## PROBLEM REQUIREMENTS
Copy the data below word for word, omitting the pictures.

= = = =

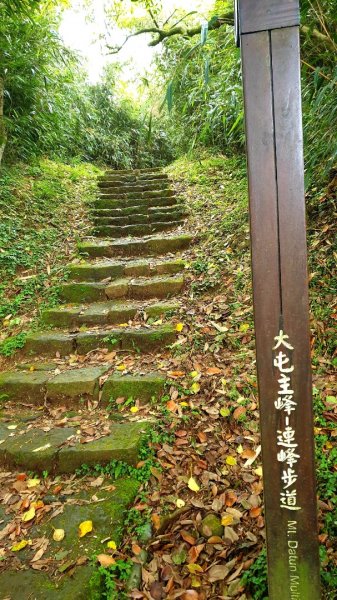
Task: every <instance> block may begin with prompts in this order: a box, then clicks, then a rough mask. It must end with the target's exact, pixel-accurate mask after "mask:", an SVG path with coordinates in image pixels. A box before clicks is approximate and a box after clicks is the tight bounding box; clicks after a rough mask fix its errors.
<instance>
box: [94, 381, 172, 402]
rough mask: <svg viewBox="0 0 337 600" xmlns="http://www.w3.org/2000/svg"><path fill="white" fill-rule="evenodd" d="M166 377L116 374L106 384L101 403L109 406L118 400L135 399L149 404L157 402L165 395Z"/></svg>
mask: <svg viewBox="0 0 337 600" xmlns="http://www.w3.org/2000/svg"><path fill="white" fill-rule="evenodd" d="M164 387H165V377H163V375H161V374H160V373H146V374H144V375H129V374H128V375H122V374H119V373H114V374H113V375H111V376H110V377H109V378H108V379H107V380H106V382H105V383H104V386H103V389H102V397H101V403H102V404H103V405H108V404H109V402H110V401H112V400H116V399H117V398H125V399H126V400H127V399H128V398H133V400H140V401H141V402H149V401H150V400H151V399H152V398H154V399H155V400H156V401H157V402H158V400H159V398H160V397H161V396H162V395H163V393H164Z"/></svg>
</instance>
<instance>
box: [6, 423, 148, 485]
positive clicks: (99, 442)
mask: <svg viewBox="0 0 337 600" xmlns="http://www.w3.org/2000/svg"><path fill="white" fill-rule="evenodd" d="M147 428H148V423H147V422H145V421H134V422H129V423H125V424H124V423H123V424H118V425H115V424H112V425H111V426H110V434H109V435H107V436H106V437H102V438H99V439H98V440H94V441H92V442H88V443H86V444H84V443H80V442H76V441H75V443H74V442H73V440H76V439H77V438H76V436H78V434H77V433H76V431H77V430H76V429H75V428H73V427H55V428H53V429H51V430H50V431H48V432H44V431H43V430H41V429H37V428H36V429H29V430H28V431H26V432H25V433H22V432H20V433H19V434H18V435H15V436H13V437H8V438H7V439H6V440H5V441H4V443H3V444H1V445H0V464H1V465H3V466H4V467H6V468H21V469H28V470H29V471H35V472H36V473H43V471H48V472H50V473H53V474H60V473H73V472H74V471H75V470H76V469H78V468H79V467H81V465H83V464H86V465H88V466H94V465H96V464H102V465H104V464H107V463H109V462H110V461H112V460H122V461H123V462H126V463H128V464H129V465H136V464H137V462H138V453H139V447H140V443H141V439H142V436H143V435H144V434H145V433H146V430H147ZM69 442H71V443H72V444H73V445H69Z"/></svg>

= = = =

## SOLUTION BELOW
Task: every <instance> block may begin with prompts in this order: a box, then clicks, then a rough mask. It must end with the target's exact, pixel-accurate mask after "mask:", an SVG path with coordinates in image pixels. A box before clicks is approximate and a box after clicks is the tight bounding box; clicks after a rough mask fix its errors.
<instance>
box: [94, 381, 172, 402]
rough mask: <svg viewBox="0 0 337 600" xmlns="http://www.w3.org/2000/svg"><path fill="white" fill-rule="evenodd" d="M166 377L116 374L106 384L101 403L109 406L118 400L135 399L149 404L157 402L165 395Z"/></svg>
mask: <svg viewBox="0 0 337 600" xmlns="http://www.w3.org/2000/svg"><path fill="white" fill-rule="evenodd" d="M164 387H165V377H163V375H161V374H160V373H146V374H144V375H129V374H128V375H122V374H119V373H114V374H113V375H111V376H110V377H109V378H108V379H107V380H106V382H105V383H104V386H103V389H102V397H101V403H102V404H103V405H108V404H109V402H110V401H112V400H116V399H117V398H125V399H126V400H127V399H128V398H133V400H140V401H141V402H149V401H150V400H151V399H152V398H154V399H155V400H156V401H157V402H158V400H159V398H160V397H161V396H162V395H163V393H164Z"/></svg>
</instance>
<instance>
box: [6, 423, 148, 485]
positive clicks: (99, 442)
mask: <svg viewBox="0 0 337 600" xmlns="http://www.w3.org/2000/svg"><path fill="white" fill-rule="evenodd" d="M147 428H148V423H147V422H145V421H134V422H129V423H125V424H124V423H123V424H118V425H115V424H112V425H111V426H110V434H109V435H107V436H106V437H102V438H99V439H98V440H94V441H92V442H88V443H86V444H84V443H80V442H76V441H75V443H74V442H73V440H76V439H77V438H76V436H78V434H77V433H76V431H77V430H76V429H75V428H73V427H55V428H53V429H51V430H50V431H48V432H44V431H43V430H41V429H37V428H36V429H29V430H28V431H26V432H25V433H22V432H20V433H19V434H18V435H15V436H13V437H8V438H7V439H6V440H5V441H4V443H3V444H1V445H0V464H1V465H3V466H4V467H6V468H21V469H28V470H29V471H35V472H36V473H43V471H48V472H50V473H53V474H60V473H73V472H74V471H75V470H76V469H78V468H79V467H81V465H83V464H86V465H88V466H94V465H96V464H102V465H104V464H107V463H109V462H110V461H112V460H122V461H123V462H126V463H128V464H129V465H136V464H137V462H138V453H139V447H140V443H141V439H142V436H143V435H144V434H145V433H146V430H147ZM69 442H71V443H72V444H73V445H69Z"/></svg>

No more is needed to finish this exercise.